# Start of Information given

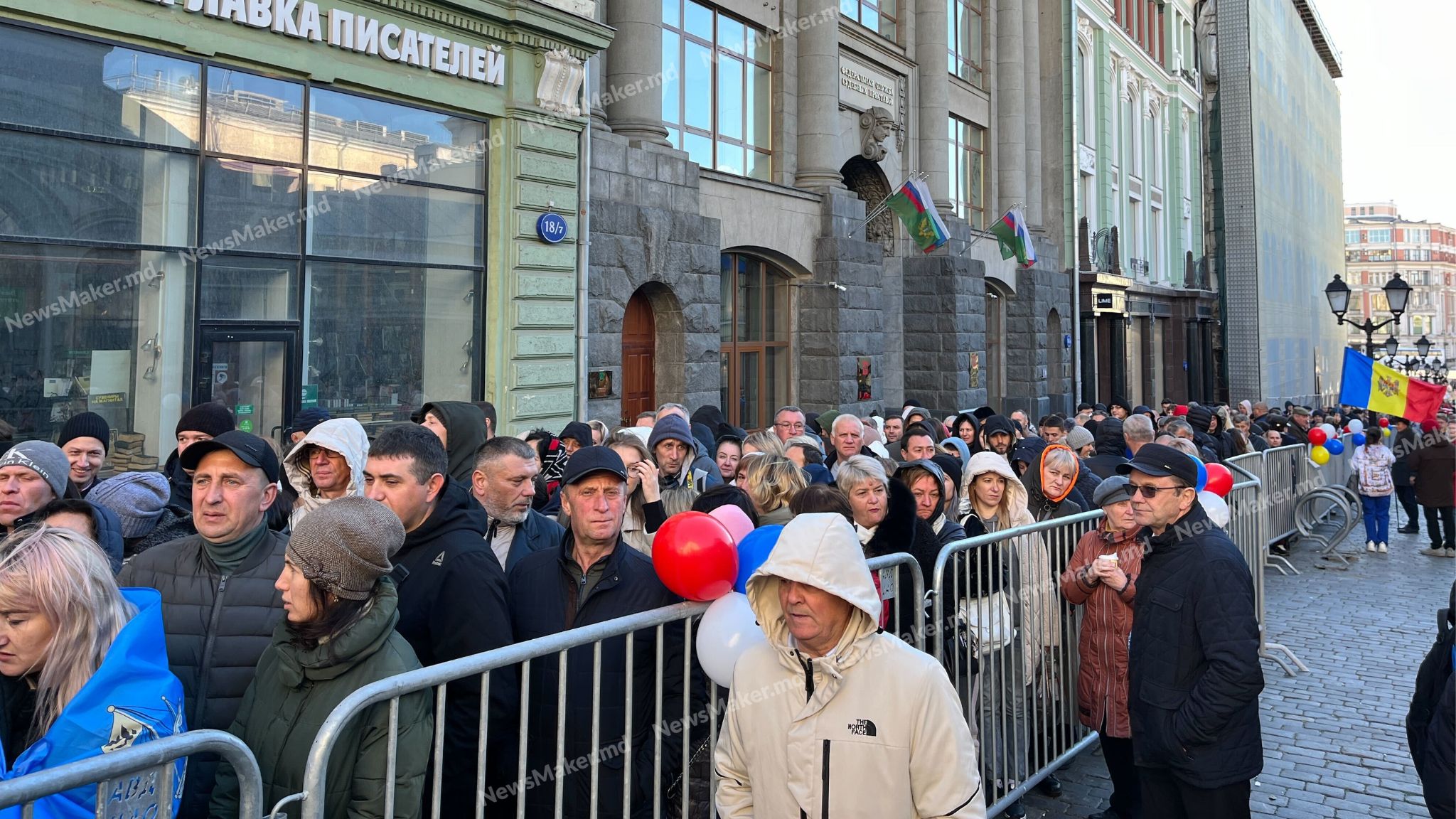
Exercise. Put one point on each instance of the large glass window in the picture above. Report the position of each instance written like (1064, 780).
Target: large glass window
(882, 16)
(353, 222)
(968, 171)
(754, 355)
(967, 40)
(717, 90)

# End of Information given

Retype each line of the records above verbatim, omitting the pictures.

Exercise. Put one point on each instance of the large glass window in the picture above. Report the position of each instance written like (1064, 780).
Target: large glass window
(882, 16)
(353, 222)
(968, 171)
(754, 355)
(967, 40)
(717, 90)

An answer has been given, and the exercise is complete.